Ironically, food, which often brings people together, is at the heart of the Jain prejudice against Muslims.

The Jain community, India’s smallest and most literate religious minority, cites non-vegetarianism as the reason for routinely denying housing to Muslims. They believe Islam to be antithetical to the central tenet of Jainism, which teaches that no living being should injure or kill any creature or living being.

But what one often hears sounds less like concerns for God’s creatures and more like thinly veiled xenophobia. In Meerut, which has a powerful and affluent Jain community, I was told that “most” Muslims “smell,” “live in dirty conditions” and “they just want to take over good Hindu neighborhoods so their good-for-nothing young men can chase after Hindu girls”.

The Jains are not alone in espousing such views, as many upper-caste Hindus also couch their prejudices in the language of vegetarianism versus non-vegetarianism.

When I pointed out that plenty of Hindus eat meat, one middle-aged Jain man countered, “But Hindus don’t eat meat every day. It isn’t in their blood.” Another Jain man replied, “Hindus don’t actually kill the animals. If you can actually slaughter animals, it shows you have no feelings.”

And then there is always this argument, “Have you ever heard of a Hindu wanting to go live in a Muslim neighborhood? No, never. Can we even live in peace in their neighborhood? No, never. Go see the way they live. Why are journalists like you always writing one-sided reports?”

▶ Exercise: Using the passage about Jain prejudice, decide whether each statement agrees with it. Answer yes or no for each and quote the deciding words. (a) The Jain community is called India's smallest religious minority. (b) The passage says only Jains hold such views about Muslims. (c) The Jain community described as powerful and affluent is in Meerut. The lines that come next are from a different source than the passage.

▶ Location identification lines:
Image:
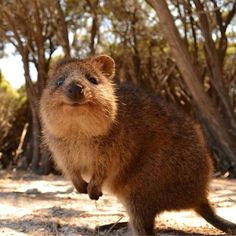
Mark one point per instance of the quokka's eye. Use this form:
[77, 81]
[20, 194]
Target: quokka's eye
[60, 81]
[92, 80]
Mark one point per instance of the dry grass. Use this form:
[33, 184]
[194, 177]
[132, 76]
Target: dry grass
[36, 205]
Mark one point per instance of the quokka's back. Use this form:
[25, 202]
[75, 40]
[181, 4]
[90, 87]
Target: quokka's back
[117, 137]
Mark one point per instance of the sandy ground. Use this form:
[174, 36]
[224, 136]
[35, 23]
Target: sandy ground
[49, 205]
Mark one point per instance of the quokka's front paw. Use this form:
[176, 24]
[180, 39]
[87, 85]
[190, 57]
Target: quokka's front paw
[81, 186]
[93, 191]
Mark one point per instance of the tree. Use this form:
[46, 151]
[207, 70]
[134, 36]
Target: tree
[217, 129]
[36, 29]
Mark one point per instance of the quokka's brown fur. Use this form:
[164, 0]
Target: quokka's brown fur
[118, 138]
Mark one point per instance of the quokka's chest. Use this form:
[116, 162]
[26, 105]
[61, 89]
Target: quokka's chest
[76, 155]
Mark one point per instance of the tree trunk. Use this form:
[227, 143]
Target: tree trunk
[206, 109]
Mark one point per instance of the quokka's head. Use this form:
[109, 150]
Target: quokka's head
[79, 97]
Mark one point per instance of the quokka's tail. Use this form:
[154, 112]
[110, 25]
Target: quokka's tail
[207, 212]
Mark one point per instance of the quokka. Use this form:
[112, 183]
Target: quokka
[118, 138]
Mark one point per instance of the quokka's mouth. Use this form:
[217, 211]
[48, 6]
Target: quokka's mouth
[75, 104]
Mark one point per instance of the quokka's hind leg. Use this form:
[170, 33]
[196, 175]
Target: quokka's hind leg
[142, 217]
[207, 212]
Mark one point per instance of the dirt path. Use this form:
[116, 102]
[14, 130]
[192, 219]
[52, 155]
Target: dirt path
[36, 205]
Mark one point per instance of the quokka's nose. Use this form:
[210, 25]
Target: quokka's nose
[75, 91]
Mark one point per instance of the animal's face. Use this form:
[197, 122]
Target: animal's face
[80, 94]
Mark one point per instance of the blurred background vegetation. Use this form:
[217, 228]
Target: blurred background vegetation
[183, 49]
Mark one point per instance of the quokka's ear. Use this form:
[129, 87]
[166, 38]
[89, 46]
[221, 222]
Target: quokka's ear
[105, 64]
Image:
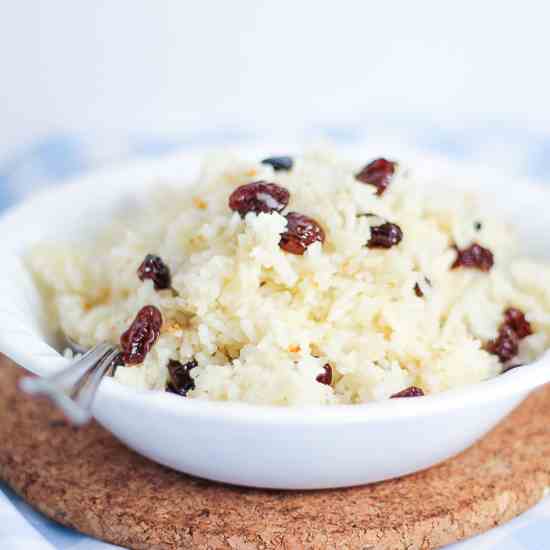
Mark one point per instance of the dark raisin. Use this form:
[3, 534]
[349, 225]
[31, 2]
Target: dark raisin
[155, 269]
[258, 196]
[301, 231]
[505, 347]
[516, 320]
[475, 256]
[180, 379]
[385, 236]
[326, 376]
[138, 340]
[279, 163]
[378, 173]
[411, 391]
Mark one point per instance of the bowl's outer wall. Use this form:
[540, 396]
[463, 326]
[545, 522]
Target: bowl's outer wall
[300, 455]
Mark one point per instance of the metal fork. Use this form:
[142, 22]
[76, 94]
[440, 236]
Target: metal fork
[74, 388]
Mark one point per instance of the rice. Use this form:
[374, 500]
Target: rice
[262, 323]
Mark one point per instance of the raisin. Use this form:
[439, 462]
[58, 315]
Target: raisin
[378, 173]
[142, 335]
[513, 329]
[505, 347]
[301, 231]
[155, 269]
[326, 376]
[516, 320]
[385, 236]
[259, 196]
[279, 163]
[475, 256]
[180, 379]
[411, 391]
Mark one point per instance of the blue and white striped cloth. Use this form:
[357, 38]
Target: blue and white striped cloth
[58, 157]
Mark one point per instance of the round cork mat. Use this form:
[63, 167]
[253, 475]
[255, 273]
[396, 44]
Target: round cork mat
[86, 479]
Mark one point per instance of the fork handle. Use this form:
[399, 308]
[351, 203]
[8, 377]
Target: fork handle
[73, 389]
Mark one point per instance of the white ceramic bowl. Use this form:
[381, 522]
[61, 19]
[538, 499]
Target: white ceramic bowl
[290, 448]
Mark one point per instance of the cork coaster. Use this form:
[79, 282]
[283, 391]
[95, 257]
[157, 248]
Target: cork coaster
[86, 479]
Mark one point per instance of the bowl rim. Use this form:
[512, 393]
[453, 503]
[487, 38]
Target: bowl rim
[516, 382]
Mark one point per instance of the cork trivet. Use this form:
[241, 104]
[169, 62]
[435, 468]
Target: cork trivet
[86, 479]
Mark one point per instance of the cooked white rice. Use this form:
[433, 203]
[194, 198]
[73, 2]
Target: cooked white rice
[262, 323]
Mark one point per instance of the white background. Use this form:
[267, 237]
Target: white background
[111, 68]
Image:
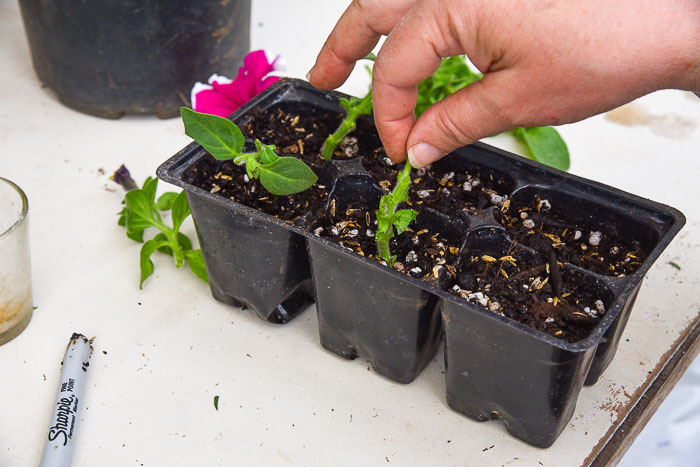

▶ Result below:
(a) Yes: "India’s smallest and most literate religious minority"
(b) No: "The Jains are not alone in espousing such views"
(c) Yes: "In Meerut, which has a powerful and affluent Jain community"